━━━ Text

1. Field of the Invention
This invention relates to solid state devices and, more particularly, to solid state display devices.
2. Art Background
Electrochromic devices potentially offer certain significant advantages, e.g., memory. These devices are generally composed of (1) a liquid electrolyte, (2) an electrode which changes color upon application of an appropriate voltage to the device, i.e., an electrochromic electrode, and (3) a counterelectrode to this electrochromic electrode. For example, cells based on a liquid electrolyte using either an anodic iridium oxide (see, for example, S. Gottesfeld et al, Applied Physics Letters, 33, 208 (1978) and G. Beni and J. Shay, Applied Physics Letters, 33, 567, (1978)) or a tungsten bronze, M.sub.x WO.sub.3, electrochromic electrode (see Faughnan et al, RCA Review, 36, 177 (1975) and M. Green et al, Thin Solid Film, 38, 89 (1976)) have been reported. A very limited number of electrochromic cells based on all solid state components have been disclosed. The most widely studied of these cells utilizes a Na.sub.x WO.sub.3 electrode with a solid Na-.beta.-Al.sub.2 O.sub.3 electrolyte. Both liquid and solid configurations have their respective advantages. However, the potential for application of fabrication technology developed in conjunction with transistor devices is an alluring attribute of solid state electrochromic devices.
Despite the enticement of a developed fabrication technology, it is quite difficult to produce practical solid-state electrochromic display devices. Different electrochromic devices depend on different mechanisms for producing the electrochromic effect. Different mechanisms usually require different type materials which, in turn, lend themselves to different fabrication techniques. Even when considering a single electrochromic material, different techniques have led to widely divergent results. Thus, the development of solid state electrochromic devices, despite the advantages possibly afforded, has not been extensively exploited.

━━━━━━
━━━ Given entries

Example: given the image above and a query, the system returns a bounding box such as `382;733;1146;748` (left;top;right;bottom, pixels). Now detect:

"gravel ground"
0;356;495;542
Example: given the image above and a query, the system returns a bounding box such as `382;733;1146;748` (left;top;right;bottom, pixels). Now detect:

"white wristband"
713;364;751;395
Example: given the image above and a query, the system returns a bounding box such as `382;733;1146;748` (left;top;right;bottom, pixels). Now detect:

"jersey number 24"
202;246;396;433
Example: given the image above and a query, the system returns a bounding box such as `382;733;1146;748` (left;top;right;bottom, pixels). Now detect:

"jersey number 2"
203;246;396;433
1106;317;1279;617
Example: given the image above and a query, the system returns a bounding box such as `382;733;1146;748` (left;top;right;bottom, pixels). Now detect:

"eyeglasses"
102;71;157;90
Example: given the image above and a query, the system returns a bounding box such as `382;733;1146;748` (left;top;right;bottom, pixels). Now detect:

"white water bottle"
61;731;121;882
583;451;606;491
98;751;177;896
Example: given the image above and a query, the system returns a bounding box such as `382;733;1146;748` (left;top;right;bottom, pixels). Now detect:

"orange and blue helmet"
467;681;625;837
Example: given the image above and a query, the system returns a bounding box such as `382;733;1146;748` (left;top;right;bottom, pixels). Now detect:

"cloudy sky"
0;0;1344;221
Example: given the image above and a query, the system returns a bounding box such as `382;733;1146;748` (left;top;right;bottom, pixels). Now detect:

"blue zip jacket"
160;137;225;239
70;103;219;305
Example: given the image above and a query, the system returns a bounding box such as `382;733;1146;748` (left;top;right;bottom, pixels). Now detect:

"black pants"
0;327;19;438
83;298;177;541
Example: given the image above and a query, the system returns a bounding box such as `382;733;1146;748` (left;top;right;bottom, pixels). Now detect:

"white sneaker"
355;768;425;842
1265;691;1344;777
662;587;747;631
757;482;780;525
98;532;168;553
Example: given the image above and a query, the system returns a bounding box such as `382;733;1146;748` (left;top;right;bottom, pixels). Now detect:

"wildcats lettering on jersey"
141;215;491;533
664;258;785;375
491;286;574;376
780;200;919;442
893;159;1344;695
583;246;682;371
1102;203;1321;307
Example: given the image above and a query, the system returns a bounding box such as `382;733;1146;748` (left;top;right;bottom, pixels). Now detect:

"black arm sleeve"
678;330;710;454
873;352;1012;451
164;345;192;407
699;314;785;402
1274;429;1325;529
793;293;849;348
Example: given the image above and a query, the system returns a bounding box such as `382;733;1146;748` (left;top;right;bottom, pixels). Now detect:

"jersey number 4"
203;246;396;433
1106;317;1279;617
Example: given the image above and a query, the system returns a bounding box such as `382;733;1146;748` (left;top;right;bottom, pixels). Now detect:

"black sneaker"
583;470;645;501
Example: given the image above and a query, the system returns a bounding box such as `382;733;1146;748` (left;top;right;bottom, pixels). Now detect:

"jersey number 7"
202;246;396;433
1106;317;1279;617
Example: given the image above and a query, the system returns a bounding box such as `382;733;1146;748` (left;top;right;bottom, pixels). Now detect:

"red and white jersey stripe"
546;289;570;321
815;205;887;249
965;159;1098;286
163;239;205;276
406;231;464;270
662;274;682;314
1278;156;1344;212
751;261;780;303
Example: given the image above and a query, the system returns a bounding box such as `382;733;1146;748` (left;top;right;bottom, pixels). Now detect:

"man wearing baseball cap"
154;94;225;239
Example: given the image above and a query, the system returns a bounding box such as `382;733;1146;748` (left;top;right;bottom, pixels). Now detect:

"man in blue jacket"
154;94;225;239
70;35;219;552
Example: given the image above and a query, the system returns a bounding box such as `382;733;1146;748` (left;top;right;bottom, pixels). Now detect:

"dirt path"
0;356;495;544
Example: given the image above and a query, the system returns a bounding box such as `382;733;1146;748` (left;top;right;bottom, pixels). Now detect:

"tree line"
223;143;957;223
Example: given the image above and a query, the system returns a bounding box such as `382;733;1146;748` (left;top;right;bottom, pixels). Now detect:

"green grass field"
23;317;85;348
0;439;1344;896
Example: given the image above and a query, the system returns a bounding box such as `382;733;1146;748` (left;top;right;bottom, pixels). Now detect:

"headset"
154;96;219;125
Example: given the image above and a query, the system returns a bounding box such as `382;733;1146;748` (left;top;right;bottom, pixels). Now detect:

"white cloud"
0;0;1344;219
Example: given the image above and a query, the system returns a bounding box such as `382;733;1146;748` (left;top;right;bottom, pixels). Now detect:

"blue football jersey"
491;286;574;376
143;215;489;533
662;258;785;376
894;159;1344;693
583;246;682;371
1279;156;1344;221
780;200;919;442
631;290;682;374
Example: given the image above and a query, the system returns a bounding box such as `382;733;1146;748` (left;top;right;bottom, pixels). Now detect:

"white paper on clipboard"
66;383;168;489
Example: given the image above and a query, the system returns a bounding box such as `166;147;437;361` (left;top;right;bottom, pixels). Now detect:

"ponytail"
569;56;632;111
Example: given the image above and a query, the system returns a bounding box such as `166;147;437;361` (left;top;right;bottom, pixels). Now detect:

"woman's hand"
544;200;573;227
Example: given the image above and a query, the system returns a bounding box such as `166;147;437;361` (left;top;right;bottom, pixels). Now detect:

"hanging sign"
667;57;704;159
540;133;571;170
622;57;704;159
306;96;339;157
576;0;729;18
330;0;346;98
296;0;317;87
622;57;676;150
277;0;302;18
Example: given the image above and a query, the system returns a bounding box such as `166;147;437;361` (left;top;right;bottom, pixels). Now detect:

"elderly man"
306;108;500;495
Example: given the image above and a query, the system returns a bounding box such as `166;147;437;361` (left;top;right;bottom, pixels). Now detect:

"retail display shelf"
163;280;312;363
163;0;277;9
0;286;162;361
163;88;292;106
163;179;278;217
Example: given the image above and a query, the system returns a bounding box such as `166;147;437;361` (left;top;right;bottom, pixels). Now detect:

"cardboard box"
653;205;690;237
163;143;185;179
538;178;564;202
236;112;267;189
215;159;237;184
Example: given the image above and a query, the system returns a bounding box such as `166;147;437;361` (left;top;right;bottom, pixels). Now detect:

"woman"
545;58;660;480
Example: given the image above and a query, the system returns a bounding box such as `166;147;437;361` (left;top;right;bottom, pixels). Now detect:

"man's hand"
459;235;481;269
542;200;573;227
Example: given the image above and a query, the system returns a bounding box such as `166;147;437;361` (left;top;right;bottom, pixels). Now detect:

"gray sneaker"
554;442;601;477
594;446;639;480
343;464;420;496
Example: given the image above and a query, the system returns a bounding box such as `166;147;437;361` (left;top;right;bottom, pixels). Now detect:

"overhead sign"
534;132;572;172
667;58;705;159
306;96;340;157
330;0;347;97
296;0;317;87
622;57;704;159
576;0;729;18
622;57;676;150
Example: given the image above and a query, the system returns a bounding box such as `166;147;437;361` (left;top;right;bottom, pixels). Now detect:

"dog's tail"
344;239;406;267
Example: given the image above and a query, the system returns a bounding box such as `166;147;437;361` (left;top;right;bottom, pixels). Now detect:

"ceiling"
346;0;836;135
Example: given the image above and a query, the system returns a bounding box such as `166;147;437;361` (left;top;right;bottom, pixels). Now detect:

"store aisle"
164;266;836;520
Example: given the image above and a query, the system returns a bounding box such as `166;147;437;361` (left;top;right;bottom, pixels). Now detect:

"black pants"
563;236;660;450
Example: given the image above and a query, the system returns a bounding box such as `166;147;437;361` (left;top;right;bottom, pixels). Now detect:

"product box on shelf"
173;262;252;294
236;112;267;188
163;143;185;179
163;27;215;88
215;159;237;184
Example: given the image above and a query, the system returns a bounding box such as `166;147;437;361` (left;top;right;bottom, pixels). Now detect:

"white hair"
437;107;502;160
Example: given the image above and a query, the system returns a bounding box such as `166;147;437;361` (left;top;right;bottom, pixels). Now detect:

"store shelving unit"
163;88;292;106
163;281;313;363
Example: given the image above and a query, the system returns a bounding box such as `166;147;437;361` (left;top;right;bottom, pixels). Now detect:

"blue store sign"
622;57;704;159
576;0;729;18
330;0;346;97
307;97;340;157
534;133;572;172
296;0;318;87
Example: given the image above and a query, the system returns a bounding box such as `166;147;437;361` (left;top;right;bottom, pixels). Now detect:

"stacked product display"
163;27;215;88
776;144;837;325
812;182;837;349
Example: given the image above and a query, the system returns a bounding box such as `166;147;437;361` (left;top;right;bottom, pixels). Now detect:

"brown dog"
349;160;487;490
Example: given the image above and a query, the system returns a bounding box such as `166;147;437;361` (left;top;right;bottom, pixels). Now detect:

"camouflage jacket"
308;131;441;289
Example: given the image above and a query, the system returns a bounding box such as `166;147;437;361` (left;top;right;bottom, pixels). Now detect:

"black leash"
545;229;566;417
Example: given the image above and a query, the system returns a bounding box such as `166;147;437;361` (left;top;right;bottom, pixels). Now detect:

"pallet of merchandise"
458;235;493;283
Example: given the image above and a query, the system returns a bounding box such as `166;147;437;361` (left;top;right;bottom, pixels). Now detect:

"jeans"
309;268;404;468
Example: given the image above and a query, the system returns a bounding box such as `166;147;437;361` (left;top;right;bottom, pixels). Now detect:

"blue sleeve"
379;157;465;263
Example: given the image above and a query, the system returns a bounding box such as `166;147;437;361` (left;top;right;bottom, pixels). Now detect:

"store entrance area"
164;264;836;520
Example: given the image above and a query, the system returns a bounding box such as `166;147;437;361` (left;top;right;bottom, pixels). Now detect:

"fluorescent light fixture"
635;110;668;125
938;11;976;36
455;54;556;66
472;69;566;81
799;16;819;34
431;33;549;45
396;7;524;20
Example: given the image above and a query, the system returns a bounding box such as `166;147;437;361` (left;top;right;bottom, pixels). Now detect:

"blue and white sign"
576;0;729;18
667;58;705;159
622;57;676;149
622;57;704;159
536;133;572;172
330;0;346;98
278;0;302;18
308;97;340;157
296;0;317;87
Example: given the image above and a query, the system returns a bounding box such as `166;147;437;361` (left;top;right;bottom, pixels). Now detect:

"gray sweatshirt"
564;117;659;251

━━━━━━

Exercise 1:
Translate this sentence from the electrochromic devices text into Spanish: "Both liquid and solid configurations have their respective advantages."
Exercise 2:
Retype the passage of the electrochromic devices text between "Despite the enticement" and "been extensively exploited.", inclusive.

Written answer 1:
Tanto las configuraciones líquidas como las sólidas tienen sus respectivas ventajas.

Written answer 2:
Despite the enticement of a developed fabrication technology, it is quite difficult to produce practical solid-state electrochromic display devices. Different electrochromic devices depend on different mechanisms for producing the electrochromic effect. Different mechanisms usually require different type materials which, in turn, lend themselves to different fabrication techniques. Even when considering a single electrochromic material, different techniques have led to widely divergent results. Thus, the development of solid state electrochromic devices, despite the advantages possibly afforded, has not been extensively exploited.